_Work order:_ Exactly the lines from the one with "Could you please point out the water" to the end of the entries should appear in your answer, retyped word for word.
Data for review START
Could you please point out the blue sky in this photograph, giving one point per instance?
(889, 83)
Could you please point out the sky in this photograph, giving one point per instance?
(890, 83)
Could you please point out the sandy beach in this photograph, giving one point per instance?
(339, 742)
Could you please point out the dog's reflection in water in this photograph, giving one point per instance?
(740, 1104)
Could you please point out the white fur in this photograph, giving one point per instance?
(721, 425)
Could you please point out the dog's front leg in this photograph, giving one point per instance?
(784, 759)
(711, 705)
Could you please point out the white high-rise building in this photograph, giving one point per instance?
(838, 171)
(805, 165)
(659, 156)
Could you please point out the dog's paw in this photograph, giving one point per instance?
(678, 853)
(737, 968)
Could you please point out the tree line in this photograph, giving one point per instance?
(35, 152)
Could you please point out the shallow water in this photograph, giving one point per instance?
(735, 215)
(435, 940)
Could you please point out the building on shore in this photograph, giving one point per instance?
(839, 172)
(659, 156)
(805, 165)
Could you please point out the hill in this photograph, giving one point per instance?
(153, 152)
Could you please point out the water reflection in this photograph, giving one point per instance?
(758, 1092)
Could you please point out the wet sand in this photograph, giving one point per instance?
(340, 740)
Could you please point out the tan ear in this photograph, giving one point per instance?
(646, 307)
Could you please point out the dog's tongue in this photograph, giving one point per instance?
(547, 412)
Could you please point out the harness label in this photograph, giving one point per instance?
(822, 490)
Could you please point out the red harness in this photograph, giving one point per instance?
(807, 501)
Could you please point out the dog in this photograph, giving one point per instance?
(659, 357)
Data for review END
_Solution for this problem:_
Could you please point out the water reflection in this photograph, giving one point per instance?
(758, 1092)
Could you please point out the wet sand in this photograph, giving one point per instance?
(340, 740)
Could you please point out the tan ear in this photograph, giving one point per instance?
(646, 307)
Could you please point out the dog's tongue in this photograph, giving one point per instance?
(547, 412)
Could you please point out the harness label in this photograph, giving one point per instance?
(822, 490)
Could you please point out the red harness in this photograph, giving one point per instance?
(807, 501)
Could you please point out the dog in this photograph, giving one point per instance?
(659, 357)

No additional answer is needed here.